- _Activity_
Identify all lines of the data containing the string "distant" and copy them.

[Opening Data to use section]

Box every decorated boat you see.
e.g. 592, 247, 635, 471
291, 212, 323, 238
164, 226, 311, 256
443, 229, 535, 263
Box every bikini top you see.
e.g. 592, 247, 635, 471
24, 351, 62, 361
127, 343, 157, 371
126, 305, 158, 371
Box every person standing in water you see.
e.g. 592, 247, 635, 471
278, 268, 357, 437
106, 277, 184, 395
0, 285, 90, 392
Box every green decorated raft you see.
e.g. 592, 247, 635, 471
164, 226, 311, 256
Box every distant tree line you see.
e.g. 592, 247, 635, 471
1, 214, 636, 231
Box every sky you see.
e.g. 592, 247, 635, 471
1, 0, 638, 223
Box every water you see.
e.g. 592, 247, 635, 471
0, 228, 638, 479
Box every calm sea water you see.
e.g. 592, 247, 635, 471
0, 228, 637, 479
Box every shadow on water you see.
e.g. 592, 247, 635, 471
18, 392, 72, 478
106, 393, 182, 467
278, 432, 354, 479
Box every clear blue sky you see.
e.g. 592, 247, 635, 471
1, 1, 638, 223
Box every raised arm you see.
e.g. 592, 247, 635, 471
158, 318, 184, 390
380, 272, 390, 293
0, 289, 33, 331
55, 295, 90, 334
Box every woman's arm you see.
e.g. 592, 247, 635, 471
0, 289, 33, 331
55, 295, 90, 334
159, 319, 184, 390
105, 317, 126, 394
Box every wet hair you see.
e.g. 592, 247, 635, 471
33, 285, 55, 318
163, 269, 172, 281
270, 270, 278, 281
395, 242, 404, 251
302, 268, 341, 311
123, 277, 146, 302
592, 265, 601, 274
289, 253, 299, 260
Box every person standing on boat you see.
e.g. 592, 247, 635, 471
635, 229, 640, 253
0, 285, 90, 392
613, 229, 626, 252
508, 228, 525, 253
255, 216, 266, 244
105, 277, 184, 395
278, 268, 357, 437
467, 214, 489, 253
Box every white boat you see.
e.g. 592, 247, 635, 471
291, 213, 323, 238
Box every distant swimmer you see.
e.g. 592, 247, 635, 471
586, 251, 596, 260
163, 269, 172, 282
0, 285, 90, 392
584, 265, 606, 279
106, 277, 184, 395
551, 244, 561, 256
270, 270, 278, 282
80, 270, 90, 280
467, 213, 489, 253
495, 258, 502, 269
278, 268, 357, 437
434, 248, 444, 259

[Closing Data to use section]

- _Answer area_
Box every distant tree line you see.
Box every distant swimmer you see.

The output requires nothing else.